- Directions -
Find every line in the records below that contains the word "young", and copy each one. Matching is case-sensitive.

--- START OF Dataset records ---

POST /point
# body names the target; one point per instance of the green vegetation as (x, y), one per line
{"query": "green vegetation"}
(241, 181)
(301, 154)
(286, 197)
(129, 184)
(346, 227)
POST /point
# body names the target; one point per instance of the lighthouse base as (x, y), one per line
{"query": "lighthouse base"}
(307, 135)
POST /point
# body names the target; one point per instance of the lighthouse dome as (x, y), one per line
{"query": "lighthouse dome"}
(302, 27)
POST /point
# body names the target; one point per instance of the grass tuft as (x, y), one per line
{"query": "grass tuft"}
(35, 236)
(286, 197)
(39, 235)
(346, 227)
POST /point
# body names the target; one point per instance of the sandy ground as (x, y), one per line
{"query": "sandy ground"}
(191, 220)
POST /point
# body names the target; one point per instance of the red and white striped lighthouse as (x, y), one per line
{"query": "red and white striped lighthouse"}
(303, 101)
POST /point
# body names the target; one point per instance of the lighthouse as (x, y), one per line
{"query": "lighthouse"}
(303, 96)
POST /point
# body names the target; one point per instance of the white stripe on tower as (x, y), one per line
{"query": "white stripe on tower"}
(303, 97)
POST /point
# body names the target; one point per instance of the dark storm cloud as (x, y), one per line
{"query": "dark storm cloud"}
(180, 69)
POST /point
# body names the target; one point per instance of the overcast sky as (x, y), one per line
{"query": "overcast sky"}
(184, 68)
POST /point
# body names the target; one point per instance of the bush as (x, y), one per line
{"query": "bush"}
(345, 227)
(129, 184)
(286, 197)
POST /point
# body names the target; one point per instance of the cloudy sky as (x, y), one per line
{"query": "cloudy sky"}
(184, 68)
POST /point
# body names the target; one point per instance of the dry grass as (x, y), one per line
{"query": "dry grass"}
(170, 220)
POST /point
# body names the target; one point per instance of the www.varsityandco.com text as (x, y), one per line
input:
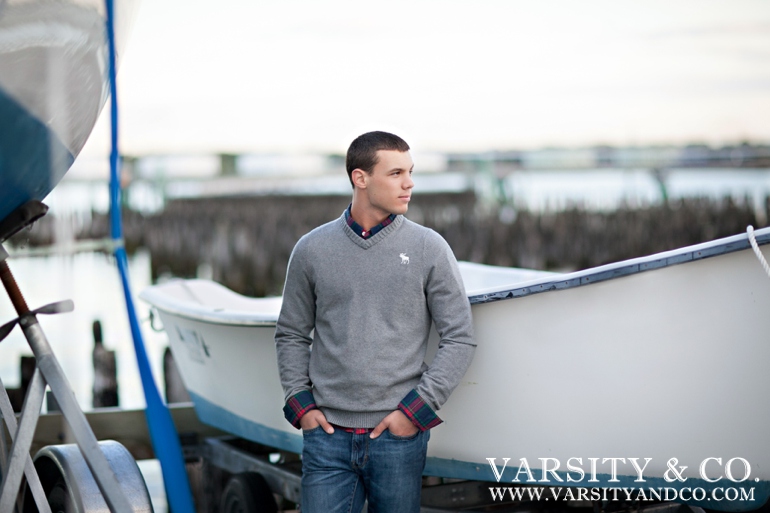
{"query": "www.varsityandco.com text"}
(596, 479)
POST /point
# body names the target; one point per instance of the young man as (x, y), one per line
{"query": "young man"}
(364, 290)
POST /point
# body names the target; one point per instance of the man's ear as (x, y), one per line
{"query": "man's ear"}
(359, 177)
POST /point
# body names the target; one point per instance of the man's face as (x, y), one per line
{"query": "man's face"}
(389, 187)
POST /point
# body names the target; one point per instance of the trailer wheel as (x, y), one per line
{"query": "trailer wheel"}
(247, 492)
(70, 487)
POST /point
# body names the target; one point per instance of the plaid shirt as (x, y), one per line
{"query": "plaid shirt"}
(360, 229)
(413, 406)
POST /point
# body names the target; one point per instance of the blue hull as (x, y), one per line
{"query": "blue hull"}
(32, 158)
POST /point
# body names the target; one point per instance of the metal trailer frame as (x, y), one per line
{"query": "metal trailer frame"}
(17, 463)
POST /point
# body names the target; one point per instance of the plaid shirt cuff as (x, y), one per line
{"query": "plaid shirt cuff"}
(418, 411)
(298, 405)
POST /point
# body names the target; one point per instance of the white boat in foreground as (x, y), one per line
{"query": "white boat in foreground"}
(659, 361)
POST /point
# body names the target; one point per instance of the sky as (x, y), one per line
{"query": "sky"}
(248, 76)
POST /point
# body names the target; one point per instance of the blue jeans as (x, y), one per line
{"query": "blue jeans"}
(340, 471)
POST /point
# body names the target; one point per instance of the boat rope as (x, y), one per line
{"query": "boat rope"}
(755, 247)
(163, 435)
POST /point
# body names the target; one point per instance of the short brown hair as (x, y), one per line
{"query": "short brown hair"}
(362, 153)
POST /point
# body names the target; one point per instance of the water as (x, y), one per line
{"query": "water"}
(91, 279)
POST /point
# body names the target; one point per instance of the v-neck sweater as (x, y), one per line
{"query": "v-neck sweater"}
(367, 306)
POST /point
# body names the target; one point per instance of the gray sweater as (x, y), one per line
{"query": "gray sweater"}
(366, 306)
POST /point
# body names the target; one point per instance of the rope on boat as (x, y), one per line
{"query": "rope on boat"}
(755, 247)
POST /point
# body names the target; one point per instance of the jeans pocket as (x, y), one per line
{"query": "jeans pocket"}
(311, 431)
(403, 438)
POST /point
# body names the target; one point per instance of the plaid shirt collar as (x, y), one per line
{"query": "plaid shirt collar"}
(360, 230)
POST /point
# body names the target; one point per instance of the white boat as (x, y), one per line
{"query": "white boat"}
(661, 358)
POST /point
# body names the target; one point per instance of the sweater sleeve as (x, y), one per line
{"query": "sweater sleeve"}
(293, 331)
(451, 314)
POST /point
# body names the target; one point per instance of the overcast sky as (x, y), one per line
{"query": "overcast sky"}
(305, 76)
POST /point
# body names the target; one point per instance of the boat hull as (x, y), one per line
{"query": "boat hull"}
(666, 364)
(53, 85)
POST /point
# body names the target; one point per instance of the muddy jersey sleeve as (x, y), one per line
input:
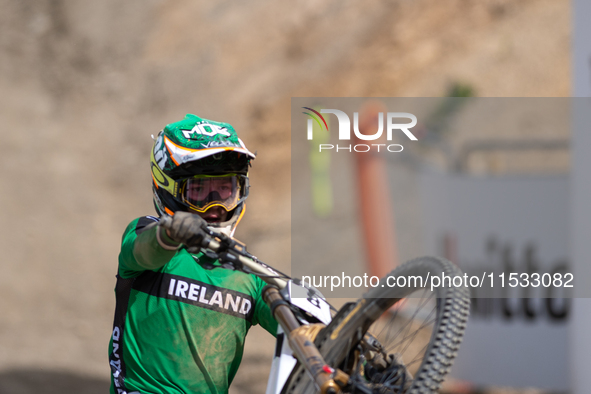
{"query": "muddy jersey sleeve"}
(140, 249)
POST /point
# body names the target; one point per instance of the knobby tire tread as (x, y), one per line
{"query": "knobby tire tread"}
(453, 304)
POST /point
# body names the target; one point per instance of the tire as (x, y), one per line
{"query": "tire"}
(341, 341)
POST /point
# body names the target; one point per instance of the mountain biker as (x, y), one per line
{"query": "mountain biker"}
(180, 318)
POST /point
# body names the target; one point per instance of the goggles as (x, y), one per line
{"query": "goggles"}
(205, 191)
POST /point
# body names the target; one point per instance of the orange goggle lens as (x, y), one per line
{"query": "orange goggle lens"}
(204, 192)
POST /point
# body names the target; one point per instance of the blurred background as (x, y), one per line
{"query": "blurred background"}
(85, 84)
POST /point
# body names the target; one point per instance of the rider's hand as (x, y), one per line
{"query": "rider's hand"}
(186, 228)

--- END OF Dataset records ---
--- START OF Dataset records ---

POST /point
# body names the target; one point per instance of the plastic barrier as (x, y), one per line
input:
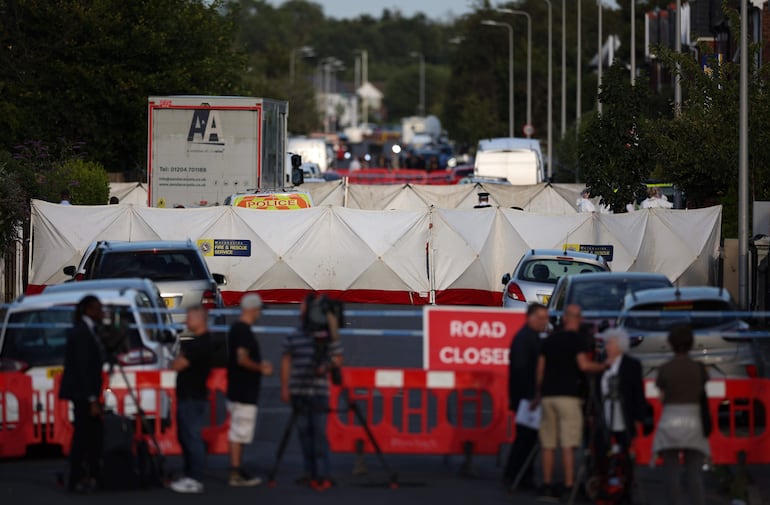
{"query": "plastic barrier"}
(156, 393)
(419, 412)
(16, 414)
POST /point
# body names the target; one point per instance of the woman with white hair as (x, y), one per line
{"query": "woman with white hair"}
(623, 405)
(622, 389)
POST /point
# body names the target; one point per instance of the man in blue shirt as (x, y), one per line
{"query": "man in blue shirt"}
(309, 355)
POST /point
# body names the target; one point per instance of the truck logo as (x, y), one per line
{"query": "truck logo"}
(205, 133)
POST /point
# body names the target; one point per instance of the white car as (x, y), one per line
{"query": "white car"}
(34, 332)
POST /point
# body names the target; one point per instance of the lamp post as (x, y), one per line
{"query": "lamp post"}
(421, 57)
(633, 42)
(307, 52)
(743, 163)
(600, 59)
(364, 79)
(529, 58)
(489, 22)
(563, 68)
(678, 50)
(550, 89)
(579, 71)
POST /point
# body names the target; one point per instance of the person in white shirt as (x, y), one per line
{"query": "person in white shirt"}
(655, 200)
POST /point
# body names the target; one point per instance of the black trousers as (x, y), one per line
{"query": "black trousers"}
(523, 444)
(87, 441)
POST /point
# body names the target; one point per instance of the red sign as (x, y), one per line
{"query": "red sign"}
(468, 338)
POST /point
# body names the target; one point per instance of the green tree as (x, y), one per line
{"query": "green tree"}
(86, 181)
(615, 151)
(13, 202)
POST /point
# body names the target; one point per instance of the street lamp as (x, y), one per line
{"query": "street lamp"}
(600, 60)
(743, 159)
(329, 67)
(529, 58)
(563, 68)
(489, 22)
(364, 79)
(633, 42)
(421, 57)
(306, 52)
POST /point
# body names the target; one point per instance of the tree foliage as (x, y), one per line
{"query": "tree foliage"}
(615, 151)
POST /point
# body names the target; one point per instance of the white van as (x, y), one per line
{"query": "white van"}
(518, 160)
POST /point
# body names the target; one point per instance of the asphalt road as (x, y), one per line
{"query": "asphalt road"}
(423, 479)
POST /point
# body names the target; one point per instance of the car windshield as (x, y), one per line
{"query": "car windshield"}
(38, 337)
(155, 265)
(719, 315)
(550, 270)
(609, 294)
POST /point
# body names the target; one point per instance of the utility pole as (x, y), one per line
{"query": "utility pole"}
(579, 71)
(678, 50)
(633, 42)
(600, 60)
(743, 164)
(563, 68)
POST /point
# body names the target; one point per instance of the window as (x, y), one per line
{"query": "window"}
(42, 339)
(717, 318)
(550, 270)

--- END OF Dataset records ---

- Problem solution -
# body names the target; one point per instance of the young man as (x, y), one per line
{"query": "young man"}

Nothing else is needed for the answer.